--- Items from a dataset ---
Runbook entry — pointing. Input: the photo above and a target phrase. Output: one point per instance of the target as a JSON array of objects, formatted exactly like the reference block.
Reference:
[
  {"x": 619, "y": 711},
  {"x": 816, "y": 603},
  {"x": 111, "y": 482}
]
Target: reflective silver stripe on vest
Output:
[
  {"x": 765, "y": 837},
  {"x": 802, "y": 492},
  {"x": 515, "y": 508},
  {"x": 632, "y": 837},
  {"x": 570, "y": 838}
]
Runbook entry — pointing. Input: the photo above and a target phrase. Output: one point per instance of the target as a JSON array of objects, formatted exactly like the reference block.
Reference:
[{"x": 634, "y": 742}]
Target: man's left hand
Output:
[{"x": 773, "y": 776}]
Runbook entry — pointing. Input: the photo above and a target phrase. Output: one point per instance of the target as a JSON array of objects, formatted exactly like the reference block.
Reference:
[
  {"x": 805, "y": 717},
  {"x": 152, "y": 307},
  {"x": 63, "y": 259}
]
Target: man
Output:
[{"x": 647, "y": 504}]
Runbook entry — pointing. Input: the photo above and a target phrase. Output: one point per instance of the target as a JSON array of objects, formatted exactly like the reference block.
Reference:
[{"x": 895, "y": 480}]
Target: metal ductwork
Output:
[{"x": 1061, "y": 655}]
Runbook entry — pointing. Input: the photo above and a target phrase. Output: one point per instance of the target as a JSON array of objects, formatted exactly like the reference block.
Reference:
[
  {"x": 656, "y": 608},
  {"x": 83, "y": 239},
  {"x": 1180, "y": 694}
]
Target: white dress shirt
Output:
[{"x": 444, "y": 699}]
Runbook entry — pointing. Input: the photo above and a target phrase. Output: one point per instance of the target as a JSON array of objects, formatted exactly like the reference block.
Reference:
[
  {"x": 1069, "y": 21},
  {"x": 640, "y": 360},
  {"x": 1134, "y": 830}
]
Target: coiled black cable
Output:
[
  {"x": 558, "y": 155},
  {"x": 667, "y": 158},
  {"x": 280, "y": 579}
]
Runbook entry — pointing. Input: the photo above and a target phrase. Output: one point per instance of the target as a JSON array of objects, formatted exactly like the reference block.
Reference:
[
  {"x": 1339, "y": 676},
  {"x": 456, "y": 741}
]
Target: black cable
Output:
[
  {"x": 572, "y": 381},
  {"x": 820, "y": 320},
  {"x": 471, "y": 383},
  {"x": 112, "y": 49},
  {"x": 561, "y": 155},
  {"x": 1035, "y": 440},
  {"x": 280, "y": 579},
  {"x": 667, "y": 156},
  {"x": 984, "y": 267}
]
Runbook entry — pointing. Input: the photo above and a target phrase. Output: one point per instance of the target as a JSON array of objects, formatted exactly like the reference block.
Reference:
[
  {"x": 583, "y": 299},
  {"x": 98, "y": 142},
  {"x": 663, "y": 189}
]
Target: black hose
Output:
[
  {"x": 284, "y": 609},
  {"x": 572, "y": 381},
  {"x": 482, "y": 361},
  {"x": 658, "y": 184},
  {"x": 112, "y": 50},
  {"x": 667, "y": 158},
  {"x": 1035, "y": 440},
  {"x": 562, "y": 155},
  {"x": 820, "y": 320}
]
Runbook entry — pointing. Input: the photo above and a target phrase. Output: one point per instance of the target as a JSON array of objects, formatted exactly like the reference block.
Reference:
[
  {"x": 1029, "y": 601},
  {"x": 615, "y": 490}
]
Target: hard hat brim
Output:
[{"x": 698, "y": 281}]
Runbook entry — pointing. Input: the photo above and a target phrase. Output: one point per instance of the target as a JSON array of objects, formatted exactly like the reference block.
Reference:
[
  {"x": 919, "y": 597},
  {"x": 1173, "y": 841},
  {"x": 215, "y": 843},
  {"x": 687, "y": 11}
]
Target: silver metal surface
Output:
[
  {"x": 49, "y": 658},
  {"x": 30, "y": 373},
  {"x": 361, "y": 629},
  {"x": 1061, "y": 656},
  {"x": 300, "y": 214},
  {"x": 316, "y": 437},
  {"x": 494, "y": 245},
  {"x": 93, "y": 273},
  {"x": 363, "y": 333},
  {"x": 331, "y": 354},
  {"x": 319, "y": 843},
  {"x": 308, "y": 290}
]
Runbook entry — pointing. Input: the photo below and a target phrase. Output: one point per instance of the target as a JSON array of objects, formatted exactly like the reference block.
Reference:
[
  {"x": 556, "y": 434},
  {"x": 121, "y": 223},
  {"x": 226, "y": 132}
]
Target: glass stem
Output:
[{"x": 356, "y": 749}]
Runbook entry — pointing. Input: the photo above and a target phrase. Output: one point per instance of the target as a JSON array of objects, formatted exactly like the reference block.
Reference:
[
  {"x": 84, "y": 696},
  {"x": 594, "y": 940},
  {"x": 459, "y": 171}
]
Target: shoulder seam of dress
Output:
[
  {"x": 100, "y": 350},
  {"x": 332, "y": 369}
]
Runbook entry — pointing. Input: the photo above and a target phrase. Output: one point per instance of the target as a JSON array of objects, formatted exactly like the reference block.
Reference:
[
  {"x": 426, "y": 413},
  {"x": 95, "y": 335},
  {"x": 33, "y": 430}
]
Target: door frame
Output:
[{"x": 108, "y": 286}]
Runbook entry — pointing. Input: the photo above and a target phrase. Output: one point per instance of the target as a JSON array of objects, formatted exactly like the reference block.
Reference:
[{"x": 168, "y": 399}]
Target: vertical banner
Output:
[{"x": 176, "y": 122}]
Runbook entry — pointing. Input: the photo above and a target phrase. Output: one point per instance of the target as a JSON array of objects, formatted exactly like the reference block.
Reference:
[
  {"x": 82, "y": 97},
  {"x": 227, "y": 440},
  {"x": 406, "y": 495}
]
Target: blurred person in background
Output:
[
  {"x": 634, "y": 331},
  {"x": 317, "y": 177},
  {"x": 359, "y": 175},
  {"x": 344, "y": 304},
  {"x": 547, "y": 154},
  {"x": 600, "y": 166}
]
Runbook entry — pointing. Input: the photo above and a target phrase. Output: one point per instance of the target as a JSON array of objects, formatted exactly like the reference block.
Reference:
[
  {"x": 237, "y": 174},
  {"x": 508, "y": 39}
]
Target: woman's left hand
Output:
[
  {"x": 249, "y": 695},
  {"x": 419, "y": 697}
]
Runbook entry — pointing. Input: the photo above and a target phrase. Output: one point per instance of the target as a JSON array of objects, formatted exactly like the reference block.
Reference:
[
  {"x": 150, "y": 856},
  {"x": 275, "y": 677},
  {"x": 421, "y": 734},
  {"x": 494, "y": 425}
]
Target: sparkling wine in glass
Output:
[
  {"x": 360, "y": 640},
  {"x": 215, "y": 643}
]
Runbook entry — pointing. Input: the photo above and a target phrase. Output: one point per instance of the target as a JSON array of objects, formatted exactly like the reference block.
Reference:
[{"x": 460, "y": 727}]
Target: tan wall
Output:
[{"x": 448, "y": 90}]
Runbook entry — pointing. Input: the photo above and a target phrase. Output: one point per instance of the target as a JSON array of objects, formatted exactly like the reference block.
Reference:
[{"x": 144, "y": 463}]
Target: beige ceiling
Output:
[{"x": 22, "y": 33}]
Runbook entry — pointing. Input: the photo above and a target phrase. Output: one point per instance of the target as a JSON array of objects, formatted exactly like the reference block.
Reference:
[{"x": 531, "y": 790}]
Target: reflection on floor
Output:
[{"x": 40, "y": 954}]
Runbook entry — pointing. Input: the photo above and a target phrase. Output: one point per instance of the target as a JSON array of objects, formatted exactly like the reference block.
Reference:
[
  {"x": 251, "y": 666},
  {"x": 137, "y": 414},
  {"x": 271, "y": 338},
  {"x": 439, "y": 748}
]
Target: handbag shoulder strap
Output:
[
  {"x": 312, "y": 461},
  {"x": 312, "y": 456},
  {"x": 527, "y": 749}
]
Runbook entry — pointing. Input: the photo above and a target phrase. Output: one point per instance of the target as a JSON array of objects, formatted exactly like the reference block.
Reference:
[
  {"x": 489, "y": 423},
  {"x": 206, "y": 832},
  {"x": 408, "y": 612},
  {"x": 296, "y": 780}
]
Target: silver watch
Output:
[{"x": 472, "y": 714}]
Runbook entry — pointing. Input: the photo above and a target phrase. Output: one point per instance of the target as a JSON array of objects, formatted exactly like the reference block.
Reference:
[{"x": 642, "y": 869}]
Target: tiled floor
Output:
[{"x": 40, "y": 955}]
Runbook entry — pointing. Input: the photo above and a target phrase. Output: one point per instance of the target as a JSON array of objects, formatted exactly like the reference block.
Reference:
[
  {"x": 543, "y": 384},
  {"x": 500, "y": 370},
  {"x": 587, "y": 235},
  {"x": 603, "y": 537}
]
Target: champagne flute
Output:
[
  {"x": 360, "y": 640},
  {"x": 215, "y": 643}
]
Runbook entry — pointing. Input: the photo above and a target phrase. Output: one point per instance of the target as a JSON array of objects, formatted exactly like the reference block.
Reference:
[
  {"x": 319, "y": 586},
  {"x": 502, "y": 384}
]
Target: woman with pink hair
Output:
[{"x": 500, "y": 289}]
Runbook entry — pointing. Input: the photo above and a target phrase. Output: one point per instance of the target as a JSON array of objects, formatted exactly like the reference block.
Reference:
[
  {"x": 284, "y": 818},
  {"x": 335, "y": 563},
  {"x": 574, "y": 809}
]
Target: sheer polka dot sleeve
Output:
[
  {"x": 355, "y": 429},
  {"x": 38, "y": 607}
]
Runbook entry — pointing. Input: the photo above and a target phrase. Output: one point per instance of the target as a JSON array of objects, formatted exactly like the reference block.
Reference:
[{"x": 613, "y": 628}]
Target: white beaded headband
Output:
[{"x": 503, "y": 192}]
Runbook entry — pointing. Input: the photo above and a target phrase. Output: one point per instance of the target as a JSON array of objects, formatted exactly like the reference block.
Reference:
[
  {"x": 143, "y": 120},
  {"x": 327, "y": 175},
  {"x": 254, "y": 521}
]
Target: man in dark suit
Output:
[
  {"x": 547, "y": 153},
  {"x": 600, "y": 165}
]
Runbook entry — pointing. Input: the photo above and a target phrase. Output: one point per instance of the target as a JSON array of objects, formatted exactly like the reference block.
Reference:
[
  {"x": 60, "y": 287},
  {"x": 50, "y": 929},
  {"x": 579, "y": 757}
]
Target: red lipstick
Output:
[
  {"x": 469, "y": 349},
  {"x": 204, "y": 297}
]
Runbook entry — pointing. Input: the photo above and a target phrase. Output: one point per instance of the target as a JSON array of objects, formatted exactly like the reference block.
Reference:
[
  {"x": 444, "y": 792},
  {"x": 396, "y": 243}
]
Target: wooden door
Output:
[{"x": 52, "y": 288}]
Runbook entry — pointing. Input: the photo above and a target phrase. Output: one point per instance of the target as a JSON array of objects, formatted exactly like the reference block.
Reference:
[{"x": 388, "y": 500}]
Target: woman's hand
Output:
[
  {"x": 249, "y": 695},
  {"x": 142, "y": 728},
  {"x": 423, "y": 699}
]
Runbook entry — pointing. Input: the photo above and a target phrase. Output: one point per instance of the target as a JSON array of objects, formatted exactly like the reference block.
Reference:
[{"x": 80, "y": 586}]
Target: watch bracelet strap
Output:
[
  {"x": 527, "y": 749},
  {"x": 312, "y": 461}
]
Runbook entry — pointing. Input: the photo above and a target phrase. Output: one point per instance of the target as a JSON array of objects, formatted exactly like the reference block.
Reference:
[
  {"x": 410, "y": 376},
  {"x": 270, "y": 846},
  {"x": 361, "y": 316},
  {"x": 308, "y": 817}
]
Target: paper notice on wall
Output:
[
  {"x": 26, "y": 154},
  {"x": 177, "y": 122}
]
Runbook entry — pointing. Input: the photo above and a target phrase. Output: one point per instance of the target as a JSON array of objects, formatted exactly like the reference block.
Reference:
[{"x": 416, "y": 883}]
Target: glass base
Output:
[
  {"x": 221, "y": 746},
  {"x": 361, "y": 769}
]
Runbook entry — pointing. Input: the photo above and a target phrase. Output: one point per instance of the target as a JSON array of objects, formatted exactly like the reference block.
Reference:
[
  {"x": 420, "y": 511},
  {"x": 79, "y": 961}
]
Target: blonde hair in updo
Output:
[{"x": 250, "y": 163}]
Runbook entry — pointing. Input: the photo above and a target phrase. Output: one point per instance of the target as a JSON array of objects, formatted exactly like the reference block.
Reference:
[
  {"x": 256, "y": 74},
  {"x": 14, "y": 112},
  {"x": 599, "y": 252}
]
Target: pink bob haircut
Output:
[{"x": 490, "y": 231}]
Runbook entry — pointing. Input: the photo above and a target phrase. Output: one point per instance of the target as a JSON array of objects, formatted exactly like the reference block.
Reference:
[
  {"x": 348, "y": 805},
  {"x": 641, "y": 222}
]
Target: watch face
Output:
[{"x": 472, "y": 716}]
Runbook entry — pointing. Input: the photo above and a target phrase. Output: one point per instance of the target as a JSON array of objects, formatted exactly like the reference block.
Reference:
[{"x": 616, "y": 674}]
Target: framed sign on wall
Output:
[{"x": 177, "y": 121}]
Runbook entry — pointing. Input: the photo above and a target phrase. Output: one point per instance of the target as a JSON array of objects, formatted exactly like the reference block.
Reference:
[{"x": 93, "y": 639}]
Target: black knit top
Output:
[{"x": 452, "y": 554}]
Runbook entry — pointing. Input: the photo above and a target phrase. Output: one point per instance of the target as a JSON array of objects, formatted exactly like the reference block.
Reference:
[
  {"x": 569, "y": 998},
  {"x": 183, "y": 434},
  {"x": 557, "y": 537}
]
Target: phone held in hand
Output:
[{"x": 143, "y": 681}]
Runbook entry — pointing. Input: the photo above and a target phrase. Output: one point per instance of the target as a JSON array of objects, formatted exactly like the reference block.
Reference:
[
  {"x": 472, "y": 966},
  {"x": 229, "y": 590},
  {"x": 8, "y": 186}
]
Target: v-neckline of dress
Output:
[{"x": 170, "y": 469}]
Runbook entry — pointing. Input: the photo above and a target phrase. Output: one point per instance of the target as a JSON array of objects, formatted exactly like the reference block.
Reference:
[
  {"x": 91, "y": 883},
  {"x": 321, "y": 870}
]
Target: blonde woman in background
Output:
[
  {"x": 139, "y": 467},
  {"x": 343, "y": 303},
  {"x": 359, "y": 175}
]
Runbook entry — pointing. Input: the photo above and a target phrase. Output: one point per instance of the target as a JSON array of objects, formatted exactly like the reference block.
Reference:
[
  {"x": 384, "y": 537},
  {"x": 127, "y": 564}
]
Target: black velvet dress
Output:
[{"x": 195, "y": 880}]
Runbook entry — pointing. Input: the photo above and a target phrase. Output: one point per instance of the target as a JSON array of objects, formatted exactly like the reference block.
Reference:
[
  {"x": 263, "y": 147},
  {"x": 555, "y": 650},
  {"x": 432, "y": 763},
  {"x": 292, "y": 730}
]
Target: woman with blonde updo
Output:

--- EXERCISE DETAILS ---
Return every line in the listing above that contains the string "left". Treat uppercase and lowercase as different.

--- TASK RESULT ---
Target: man's left hand
Target: woman's left hand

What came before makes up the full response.